══ Kutipan Terpilih
Diriwayatkan dari Uqbah bin Amir al-Juhani, bahwa Rasulullah saw. menerima serombongan orang yang ingin berbai'at kepada beliau. Beliau menerima bai'at sembilan orang dari mereka dan menolak bai'at satu orang. Mereka bertanya (artinya), "Wahai Rasulullah, engkau menerima bai'at sembilan orang itu dan engkau tolak satu orang ini?" Rasulullah saw. berkata, "Orang ini memakai jimat!" Lalu orang itu segera menanggalkan jimatnya, maka barulah Rasulullah saw. menerima bai'atnya. Beliau bersabda, "Barangsipa memakai jimat, berarti ia telah berbuat syirik." (Shahih, HR Ahmad [IV/156] dan al-Hakim [IV/219])
Diriwayatkan dari Zainab, isteri 'Abdullah bin Mas'ud, ia berkata, "Ada seorang wanita tua datang ke rumah kami untuk meruqyah (menjampi-jampi) penyakit humrah (campak). Di rumah, kami memiliki tempat tidur yang panjang ukurannya. Setiap kali Abdullah bin Mas'ud pulang, beliau biasanya berdehem dan bersuara. Tiba-tiba hari itu beliau pulang. Ketika mendengar suaranya, wanita tua itu berhijab darinya. Beliau masuk dan duduk di dekatku. Beliau menyentuhku dan mendapati benang pada tubuhku. Beliau berkata, 'Apa ini?' 'Jampi-jampi untuk menyembuhkan penyakit humrah (campak),' jawabku. Beliau menarik dan memutus benang itu, lalu membuangnya. Beliau berkata, 'Keluarga 'Abdullah bin Mas'ud harus bersih dari praktik-praktik syirik!' Aku mendengar Rasulullah saw. bersabda, 'Sesungguhnya jampi-jampi (mantera-mantera yang berasal dari jin dan tidak dapat dipahami artinya), tamimah (jimat-jimat) dan tiwalah (palet, susuk, ajian pengasih dan sejenisnya) termasuk syirik.'" (Shahih, HR Abu Dawud [3383], Ibnu Majah [3530], Ibnu Hibban [6090], Ahmad [I/381], al-Hakim [IV/216-217 dan 417-418], Baihaqi [IX/350], Thabrani dalam al-Kabiir [10503])
════
#### [Instruksi 1]
Susun ulang baris-baris dalam kumpulan data, mulai dari baris yang memuat "Short-answer question: What bounding box encloses the clock" sampai baris yang memuat "[[136, 64, 159, 97]]" (keduanya termasuk), menjadi tabel Markdown dengan kolom No dan Baris. Lewati baris kosong.
══ Kumpulan Data
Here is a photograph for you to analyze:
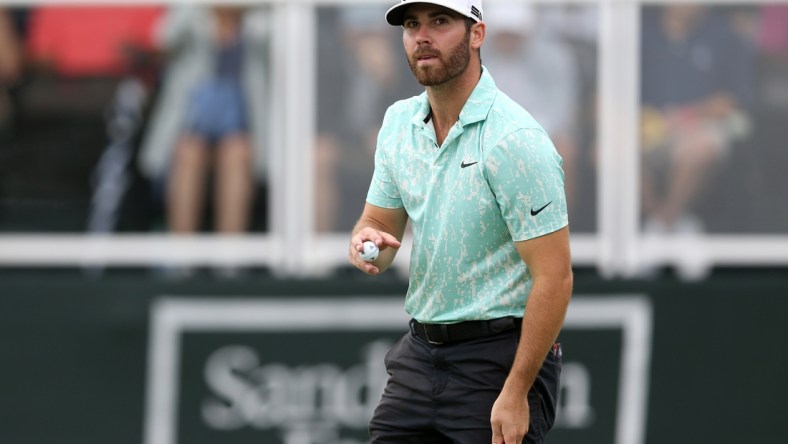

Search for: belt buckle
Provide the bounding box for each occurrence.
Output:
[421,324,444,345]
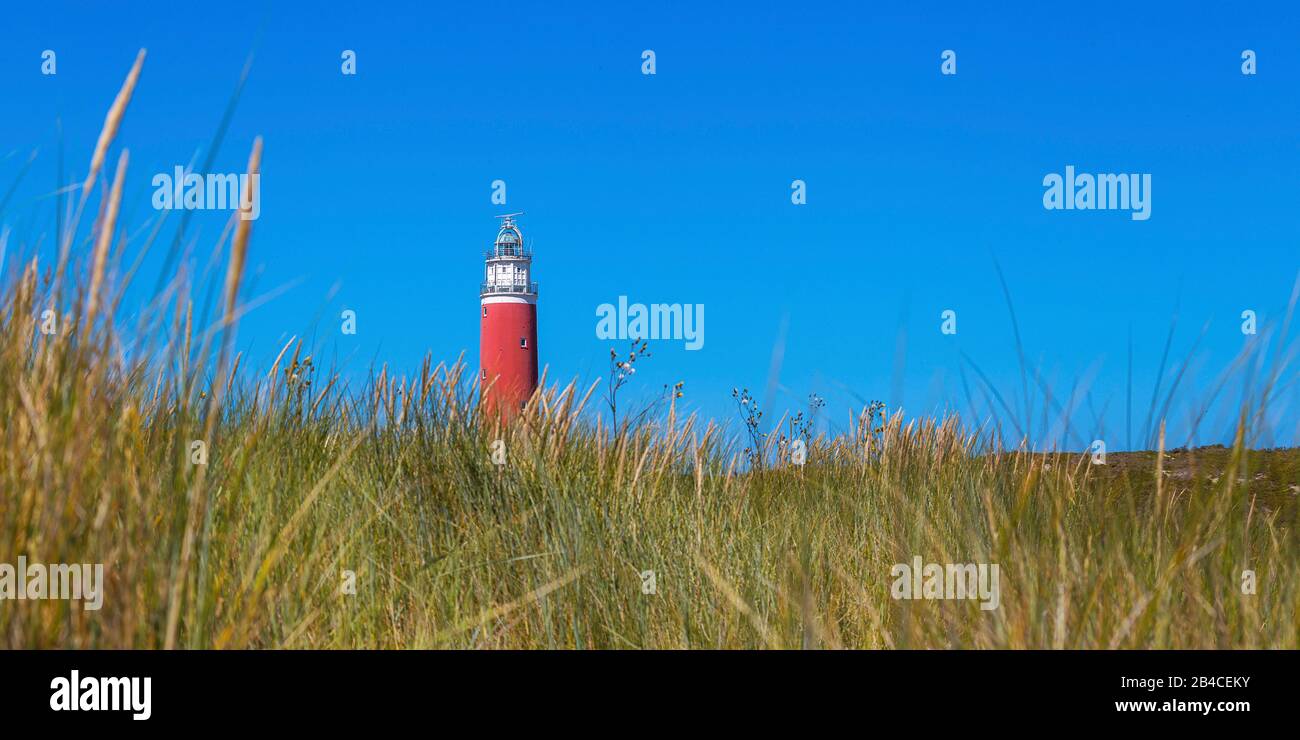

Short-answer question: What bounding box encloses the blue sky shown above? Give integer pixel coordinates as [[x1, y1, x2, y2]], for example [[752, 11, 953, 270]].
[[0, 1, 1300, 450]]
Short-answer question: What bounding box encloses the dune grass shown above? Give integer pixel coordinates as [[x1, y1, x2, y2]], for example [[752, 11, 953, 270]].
════
══ Kumpulan Data
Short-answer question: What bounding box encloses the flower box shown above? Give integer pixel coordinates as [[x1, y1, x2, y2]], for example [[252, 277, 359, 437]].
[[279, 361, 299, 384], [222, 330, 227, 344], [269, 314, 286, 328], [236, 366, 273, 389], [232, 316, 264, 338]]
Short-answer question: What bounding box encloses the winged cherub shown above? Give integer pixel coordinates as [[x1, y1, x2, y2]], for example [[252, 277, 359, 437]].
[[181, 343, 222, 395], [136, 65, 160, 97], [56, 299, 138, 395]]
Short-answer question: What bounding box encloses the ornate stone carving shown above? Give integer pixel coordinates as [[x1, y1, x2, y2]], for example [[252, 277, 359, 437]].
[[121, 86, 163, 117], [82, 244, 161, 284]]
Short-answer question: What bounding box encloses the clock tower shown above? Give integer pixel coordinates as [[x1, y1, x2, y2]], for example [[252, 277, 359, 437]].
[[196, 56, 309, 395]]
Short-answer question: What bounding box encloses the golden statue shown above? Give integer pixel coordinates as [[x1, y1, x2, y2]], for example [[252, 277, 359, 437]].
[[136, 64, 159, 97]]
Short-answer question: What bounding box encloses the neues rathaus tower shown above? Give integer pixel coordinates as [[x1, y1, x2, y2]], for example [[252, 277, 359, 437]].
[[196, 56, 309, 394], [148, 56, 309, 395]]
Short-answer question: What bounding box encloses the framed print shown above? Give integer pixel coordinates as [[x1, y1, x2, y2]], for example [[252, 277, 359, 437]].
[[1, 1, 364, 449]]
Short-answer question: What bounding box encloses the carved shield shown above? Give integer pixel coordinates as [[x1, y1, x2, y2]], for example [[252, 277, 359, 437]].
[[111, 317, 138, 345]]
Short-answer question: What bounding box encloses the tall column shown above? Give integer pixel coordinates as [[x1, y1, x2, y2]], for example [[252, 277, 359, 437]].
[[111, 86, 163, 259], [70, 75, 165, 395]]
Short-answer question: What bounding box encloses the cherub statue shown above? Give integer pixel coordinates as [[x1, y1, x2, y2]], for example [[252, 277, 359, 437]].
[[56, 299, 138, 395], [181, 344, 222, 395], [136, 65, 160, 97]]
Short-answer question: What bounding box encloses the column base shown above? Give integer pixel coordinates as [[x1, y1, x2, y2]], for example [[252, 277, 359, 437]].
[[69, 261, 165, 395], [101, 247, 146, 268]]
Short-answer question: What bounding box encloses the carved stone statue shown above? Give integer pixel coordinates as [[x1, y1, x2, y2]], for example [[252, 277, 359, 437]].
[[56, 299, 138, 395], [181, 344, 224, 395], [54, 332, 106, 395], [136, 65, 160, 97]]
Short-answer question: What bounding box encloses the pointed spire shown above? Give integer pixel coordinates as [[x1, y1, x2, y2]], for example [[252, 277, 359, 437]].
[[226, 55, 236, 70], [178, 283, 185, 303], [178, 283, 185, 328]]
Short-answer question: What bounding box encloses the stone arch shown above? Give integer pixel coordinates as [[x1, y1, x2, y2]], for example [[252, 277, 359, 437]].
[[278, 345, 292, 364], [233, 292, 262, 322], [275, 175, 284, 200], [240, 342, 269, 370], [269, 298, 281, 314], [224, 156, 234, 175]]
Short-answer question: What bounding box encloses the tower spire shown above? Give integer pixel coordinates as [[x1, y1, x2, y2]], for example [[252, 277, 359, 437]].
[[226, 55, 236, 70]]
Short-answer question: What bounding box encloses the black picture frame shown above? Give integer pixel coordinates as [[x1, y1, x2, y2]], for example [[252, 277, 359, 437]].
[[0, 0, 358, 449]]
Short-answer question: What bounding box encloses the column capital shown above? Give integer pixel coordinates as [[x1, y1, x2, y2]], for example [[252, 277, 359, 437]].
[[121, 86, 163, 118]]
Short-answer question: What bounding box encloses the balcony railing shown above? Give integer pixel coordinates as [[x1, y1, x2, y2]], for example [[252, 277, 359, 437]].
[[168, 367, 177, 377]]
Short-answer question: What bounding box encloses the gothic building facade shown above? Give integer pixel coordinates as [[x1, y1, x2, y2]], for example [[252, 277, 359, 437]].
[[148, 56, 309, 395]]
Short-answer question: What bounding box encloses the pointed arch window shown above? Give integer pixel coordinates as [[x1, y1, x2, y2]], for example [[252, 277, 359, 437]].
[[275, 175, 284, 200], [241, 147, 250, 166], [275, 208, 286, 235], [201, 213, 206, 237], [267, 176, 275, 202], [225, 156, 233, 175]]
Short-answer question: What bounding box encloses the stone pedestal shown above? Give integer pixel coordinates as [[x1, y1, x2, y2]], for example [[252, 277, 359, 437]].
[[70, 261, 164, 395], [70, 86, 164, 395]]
════
══ Kumpulan Data
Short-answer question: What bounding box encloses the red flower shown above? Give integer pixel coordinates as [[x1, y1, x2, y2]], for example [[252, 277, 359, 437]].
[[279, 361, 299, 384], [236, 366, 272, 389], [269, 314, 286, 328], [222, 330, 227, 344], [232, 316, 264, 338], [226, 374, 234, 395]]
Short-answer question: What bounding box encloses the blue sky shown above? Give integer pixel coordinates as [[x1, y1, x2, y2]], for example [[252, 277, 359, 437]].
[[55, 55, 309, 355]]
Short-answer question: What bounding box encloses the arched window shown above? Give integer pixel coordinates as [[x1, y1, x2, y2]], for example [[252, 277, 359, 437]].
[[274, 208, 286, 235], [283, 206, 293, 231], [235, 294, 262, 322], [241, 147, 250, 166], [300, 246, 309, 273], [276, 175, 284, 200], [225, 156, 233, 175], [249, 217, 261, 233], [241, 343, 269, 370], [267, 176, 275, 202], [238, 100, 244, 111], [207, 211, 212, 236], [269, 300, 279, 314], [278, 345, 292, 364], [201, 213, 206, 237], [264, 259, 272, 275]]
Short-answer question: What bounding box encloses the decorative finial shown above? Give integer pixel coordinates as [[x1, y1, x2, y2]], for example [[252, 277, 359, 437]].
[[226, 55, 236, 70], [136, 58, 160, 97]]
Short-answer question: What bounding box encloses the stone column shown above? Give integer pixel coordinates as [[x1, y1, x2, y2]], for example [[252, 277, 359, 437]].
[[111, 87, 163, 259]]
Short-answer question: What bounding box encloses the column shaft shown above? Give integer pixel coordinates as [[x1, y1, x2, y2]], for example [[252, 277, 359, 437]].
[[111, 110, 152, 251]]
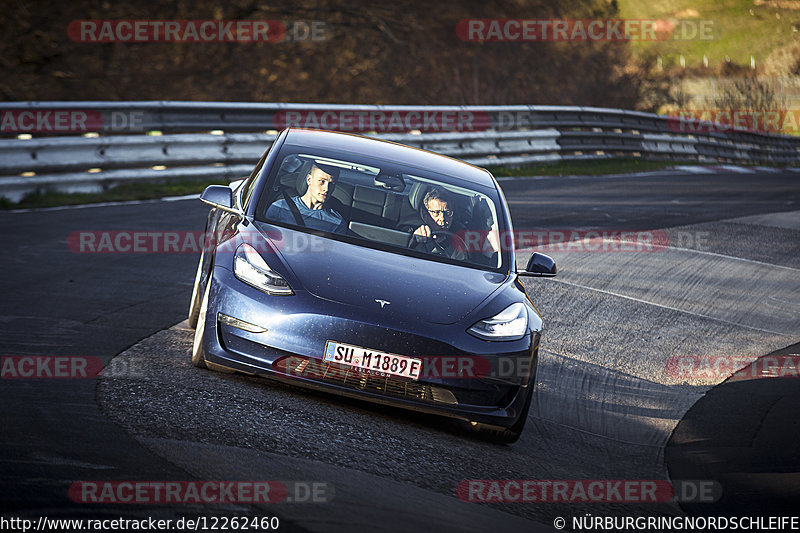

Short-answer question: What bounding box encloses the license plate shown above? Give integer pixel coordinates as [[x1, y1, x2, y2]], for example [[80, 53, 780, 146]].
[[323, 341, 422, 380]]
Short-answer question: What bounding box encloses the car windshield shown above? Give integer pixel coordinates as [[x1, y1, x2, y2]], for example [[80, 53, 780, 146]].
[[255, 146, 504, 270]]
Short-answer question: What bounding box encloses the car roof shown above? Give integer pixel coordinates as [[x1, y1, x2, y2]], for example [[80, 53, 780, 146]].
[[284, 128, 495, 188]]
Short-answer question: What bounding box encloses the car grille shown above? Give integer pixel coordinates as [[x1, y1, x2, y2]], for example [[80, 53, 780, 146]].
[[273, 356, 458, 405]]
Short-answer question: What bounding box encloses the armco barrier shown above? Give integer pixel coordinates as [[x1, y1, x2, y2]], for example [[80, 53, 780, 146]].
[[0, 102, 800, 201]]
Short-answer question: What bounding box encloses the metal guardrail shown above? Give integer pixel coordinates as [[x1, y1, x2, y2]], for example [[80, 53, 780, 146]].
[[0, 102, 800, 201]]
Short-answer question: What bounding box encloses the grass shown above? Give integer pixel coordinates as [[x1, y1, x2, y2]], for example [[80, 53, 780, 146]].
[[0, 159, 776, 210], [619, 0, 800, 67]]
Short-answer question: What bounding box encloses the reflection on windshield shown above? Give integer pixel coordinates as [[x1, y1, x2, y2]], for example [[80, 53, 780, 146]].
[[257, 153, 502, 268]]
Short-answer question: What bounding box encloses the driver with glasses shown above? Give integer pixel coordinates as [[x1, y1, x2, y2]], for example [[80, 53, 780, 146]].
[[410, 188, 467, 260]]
════
#### [Instruksi 2]
Tampilkan tanpa perubahan bagian kutipan tentang jimat, mulai dari "Diriwayatkan dari Uqbah" sampai "dan al-Hakim [IV/219])".

#### [Jawaban 1]
| No | Baris |
|---|---|
| 1 | Short-answer question: What bounding box encloses the clock tower shown above? Give integer pixel coordinates as [[x1, y1, x2, y2]], for example [[252, 277, 359, 437]]. |
| 2 | [[196, 56, 309, 395]] |
| 3 | Short-answer question: What bounding box encloses the golden statue shown above? Give integer pixel coordinates as [[x1, y1, x2, y2]], for example [[252, 277, 359, 437]]. |
| 4 | [[136, 64, 159, 97]] |

#### [Jawaban 2]
Diriwayatkan dari Uqbah bin Amir al-Juhani, bahwa Rasulullah saw. menerima serombongan orang yang ingin berbai'at kepada beliau. Beliau menerima bai'at sembilan orang dari mereka dan menolak bai'at satu orang. Mereka bertanya (artinya), "Wahai Rasulullah, engkau menerima bai'at sembilan orang itu dan engkau tolak satu orang ini?" Rasulullah saw. berkata, "Orang ini memakai jimat!" Lalu orang itu segera menanggalkan jimatnya, maka barulah Rasulullah saw. menerima bai'atnya. Beliau bersabda, "Barangsipa memakai jimat, berarti ia telah berbuat syirik." (Shahih, HR Ahmad [IV/156] dan al-Hakim [IV/219])